[Start of Given data]

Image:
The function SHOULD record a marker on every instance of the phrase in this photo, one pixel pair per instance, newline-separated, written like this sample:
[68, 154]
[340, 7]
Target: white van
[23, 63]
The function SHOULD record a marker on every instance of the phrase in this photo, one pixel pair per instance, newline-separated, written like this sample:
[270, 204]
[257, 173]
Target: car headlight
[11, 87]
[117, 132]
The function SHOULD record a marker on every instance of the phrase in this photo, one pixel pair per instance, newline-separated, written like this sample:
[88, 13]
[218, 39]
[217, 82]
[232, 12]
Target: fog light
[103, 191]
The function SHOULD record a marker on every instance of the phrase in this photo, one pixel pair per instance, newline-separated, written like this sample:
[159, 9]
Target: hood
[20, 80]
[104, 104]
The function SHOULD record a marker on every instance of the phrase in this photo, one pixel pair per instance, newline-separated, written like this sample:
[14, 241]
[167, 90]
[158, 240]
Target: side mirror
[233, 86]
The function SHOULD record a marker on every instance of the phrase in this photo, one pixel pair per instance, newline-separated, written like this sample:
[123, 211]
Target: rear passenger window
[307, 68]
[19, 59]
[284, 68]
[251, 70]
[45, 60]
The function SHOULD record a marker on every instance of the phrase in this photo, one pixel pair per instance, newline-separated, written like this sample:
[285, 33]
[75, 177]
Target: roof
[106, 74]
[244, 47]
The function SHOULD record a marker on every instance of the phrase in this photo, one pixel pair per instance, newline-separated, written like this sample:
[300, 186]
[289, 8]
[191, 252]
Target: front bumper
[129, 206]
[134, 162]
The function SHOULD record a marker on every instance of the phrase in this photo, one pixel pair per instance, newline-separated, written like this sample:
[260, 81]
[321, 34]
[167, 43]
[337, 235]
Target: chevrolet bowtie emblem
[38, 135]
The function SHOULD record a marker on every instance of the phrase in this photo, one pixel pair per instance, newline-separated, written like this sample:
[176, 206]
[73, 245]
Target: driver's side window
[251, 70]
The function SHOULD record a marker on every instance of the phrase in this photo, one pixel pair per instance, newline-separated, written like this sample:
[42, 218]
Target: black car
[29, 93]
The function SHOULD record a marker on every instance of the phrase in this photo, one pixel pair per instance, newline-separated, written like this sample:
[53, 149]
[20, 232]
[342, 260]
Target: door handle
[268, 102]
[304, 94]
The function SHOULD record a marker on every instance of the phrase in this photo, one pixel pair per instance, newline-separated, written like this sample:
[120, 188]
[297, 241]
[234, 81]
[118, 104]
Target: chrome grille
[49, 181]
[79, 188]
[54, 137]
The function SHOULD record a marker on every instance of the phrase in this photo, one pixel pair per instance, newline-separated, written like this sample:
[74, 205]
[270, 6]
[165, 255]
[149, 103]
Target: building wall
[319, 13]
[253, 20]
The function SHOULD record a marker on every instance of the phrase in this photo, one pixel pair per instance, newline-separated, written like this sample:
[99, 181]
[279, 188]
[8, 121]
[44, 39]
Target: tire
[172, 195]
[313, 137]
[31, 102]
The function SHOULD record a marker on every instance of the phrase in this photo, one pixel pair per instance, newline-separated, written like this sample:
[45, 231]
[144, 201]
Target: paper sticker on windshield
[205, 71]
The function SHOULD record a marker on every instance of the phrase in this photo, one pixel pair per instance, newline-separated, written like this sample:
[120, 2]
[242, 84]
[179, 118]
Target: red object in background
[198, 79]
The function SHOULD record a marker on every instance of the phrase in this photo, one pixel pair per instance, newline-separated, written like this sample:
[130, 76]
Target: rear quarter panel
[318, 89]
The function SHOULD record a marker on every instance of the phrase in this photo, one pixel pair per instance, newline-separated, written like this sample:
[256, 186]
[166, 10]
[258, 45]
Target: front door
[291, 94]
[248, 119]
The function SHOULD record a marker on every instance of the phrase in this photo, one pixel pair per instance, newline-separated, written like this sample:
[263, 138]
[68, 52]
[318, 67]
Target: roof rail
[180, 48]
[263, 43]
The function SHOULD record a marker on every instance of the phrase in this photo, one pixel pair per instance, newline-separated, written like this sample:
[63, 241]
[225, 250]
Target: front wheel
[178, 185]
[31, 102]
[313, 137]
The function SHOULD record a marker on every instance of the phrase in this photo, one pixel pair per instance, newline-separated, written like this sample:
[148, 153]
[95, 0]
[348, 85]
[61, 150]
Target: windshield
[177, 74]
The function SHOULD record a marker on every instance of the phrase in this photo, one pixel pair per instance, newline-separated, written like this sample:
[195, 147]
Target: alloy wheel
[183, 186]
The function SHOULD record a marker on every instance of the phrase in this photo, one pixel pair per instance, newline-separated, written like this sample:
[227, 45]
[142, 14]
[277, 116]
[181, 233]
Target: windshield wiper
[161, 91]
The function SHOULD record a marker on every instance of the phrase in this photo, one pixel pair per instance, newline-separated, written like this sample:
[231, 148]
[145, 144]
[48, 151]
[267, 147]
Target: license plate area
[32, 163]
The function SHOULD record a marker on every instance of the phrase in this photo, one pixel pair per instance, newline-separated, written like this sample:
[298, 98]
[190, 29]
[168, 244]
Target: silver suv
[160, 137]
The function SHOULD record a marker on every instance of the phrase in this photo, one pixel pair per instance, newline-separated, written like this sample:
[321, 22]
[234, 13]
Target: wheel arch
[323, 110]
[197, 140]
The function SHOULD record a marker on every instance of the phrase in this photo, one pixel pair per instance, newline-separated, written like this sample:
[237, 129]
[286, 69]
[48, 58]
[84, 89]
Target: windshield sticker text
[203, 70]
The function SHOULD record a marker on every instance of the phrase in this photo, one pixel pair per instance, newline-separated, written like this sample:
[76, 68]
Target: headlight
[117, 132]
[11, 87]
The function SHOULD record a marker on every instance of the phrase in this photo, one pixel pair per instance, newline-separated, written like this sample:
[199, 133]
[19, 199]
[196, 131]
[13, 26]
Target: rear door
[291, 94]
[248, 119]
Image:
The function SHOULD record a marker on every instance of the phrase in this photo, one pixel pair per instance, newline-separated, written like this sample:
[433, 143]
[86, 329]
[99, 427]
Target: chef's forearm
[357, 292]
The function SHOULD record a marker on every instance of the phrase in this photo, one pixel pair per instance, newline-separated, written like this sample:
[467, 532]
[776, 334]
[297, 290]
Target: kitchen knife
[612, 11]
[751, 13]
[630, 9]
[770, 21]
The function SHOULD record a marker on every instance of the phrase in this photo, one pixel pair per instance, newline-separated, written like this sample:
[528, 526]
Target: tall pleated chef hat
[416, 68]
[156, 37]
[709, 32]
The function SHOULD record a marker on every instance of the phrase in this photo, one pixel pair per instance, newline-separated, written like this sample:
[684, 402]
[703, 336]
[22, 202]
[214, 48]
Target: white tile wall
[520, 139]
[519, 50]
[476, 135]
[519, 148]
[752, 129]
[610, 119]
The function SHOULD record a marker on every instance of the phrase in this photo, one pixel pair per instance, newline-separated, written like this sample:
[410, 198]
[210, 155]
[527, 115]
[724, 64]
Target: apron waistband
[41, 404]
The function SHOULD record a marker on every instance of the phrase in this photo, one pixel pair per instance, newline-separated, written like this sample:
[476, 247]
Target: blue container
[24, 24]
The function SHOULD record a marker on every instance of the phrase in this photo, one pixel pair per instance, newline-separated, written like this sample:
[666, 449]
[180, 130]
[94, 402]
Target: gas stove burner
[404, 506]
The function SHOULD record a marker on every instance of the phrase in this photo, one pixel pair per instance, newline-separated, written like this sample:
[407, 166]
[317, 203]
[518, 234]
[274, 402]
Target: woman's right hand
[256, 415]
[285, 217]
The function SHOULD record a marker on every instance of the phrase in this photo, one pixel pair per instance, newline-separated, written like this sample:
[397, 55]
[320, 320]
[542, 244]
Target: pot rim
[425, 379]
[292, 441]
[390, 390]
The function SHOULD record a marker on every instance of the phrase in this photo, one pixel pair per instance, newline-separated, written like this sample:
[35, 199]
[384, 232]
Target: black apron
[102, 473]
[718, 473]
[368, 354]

[End of Given data]
[Start of Given data]

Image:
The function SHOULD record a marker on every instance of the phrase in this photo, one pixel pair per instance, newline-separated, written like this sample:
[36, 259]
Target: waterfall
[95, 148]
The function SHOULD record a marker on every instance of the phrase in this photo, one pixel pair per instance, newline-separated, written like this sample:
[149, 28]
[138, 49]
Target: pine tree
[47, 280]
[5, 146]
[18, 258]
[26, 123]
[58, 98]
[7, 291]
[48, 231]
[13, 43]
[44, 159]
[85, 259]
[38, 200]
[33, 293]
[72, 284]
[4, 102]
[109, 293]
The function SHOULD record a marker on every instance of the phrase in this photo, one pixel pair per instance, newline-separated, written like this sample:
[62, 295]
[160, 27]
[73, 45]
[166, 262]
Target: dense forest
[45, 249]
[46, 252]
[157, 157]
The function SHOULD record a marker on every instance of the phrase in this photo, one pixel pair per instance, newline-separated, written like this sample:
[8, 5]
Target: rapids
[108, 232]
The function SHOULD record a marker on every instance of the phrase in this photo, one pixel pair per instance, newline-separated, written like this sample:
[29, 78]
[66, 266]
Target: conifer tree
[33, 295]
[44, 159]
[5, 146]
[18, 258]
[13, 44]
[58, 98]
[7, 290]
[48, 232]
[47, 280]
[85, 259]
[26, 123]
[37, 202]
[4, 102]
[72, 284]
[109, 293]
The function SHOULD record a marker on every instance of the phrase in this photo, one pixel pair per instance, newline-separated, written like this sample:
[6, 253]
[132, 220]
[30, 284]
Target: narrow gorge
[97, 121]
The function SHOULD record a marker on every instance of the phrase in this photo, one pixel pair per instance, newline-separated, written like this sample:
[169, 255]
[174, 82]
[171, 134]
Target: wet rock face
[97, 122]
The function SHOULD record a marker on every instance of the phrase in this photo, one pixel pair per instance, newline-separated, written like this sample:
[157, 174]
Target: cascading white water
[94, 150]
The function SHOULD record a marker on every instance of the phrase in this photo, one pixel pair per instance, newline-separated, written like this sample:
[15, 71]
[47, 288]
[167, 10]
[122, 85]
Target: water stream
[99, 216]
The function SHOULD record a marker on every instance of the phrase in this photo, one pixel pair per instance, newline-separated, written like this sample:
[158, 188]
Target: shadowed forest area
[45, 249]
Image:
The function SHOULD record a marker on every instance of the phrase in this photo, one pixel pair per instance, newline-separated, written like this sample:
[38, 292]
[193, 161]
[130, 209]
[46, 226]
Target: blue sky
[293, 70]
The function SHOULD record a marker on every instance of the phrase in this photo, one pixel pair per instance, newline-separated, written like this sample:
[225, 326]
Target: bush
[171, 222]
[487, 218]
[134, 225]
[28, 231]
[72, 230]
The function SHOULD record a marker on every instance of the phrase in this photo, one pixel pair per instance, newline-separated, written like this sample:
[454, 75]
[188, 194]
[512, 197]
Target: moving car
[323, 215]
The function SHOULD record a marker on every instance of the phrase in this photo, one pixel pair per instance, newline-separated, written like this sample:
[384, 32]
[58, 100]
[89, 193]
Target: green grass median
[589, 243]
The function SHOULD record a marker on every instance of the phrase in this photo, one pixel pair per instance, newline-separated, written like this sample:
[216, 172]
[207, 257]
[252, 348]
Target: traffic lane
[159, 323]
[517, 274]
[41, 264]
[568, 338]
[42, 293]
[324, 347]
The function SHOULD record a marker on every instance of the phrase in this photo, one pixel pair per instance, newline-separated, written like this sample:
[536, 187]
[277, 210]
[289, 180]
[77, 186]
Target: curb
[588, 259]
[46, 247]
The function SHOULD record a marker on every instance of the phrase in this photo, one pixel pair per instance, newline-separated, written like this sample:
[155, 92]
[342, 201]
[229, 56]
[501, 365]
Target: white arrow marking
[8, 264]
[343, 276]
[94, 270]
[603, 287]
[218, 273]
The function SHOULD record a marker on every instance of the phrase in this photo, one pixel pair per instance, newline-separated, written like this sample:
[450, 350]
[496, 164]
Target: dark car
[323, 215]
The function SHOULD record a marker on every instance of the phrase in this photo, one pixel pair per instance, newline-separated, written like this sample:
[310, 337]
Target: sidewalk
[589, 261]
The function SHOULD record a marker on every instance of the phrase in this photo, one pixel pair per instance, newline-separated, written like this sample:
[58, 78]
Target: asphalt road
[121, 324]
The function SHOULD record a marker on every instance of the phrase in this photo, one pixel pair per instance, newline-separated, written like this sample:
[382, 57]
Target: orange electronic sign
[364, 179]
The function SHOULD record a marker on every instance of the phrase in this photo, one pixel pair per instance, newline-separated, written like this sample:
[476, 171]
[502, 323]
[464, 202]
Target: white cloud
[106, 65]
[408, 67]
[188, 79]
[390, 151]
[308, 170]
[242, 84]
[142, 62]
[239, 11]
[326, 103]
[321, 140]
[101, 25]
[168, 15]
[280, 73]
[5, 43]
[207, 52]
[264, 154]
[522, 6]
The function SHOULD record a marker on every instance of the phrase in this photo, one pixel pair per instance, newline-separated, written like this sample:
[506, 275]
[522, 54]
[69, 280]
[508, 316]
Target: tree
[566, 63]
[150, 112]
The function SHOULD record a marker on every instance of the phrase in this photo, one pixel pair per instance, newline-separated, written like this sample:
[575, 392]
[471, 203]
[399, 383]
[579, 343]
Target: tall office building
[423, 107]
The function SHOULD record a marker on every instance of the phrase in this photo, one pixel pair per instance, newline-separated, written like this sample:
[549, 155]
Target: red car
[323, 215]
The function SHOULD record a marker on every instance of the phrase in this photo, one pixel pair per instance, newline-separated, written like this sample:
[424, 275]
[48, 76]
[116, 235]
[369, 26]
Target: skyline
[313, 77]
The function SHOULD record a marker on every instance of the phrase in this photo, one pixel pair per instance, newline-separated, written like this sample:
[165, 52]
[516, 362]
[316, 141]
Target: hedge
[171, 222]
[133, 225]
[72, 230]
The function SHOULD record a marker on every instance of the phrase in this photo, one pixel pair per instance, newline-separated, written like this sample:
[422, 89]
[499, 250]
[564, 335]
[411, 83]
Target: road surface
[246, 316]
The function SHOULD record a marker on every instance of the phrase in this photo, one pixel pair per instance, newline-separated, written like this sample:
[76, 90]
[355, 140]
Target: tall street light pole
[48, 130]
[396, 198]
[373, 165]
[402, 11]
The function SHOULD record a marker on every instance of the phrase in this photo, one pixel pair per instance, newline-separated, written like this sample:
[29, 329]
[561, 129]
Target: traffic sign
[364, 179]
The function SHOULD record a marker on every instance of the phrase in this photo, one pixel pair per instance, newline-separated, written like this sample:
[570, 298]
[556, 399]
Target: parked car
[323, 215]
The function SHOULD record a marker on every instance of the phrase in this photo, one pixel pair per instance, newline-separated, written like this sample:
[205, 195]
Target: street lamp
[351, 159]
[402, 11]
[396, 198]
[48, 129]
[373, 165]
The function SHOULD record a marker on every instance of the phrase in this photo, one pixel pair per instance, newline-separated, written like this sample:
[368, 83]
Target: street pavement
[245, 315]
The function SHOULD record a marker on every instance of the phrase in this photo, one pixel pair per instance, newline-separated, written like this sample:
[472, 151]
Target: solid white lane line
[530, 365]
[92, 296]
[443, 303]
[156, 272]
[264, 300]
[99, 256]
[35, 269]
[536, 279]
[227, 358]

[End of Given data]
[Start of Given data]

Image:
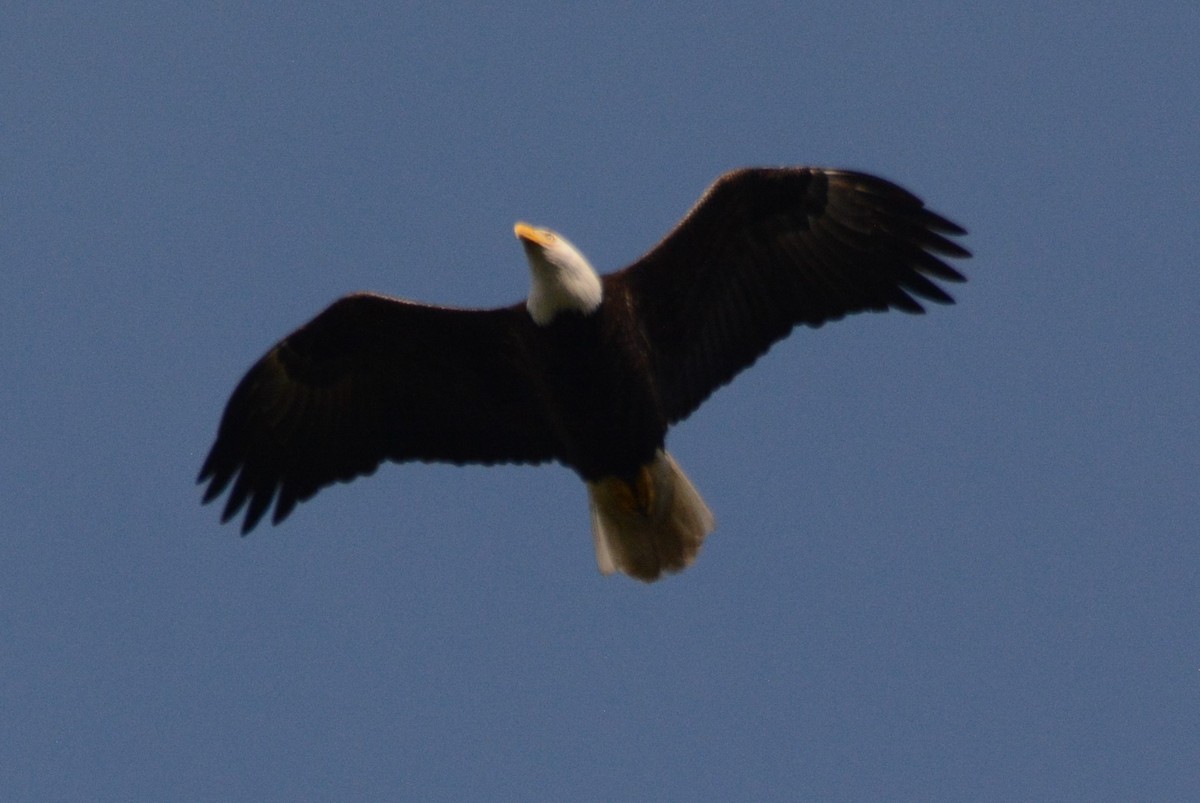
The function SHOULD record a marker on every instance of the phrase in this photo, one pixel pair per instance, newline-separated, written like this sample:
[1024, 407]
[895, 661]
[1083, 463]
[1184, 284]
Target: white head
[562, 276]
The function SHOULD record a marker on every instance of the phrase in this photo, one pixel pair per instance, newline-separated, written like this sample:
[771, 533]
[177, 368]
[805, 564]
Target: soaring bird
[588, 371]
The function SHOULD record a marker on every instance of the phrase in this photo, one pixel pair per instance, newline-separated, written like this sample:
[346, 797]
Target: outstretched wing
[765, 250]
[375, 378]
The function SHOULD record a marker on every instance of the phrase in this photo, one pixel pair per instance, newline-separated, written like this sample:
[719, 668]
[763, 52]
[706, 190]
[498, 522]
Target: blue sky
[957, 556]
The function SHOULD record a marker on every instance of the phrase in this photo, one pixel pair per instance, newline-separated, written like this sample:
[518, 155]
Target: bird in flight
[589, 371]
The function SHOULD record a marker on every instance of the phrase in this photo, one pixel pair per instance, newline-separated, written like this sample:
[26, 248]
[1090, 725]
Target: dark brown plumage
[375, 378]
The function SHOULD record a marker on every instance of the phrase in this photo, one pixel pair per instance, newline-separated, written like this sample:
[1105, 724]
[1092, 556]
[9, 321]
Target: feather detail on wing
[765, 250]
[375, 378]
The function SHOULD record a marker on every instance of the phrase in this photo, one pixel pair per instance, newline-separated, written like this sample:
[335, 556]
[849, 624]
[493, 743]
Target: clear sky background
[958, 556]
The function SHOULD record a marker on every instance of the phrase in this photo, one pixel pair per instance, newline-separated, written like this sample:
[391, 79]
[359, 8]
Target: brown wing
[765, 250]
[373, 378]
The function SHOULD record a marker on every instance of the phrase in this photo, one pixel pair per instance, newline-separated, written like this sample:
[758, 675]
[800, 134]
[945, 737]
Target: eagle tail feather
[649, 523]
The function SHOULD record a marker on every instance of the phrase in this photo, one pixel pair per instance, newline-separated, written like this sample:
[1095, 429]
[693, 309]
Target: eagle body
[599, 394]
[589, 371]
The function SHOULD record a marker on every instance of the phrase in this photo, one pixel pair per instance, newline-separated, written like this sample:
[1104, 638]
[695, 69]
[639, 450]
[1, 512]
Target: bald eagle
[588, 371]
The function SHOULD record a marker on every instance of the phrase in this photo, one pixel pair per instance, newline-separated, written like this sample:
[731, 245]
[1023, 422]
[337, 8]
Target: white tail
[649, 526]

[End of Given data]

◆ Stated exercise: Locate every line above that contains the string "window", matching case exactly, and copy each of those lines.

◆ Response:
Target: rear passenger window
Target: driver's side window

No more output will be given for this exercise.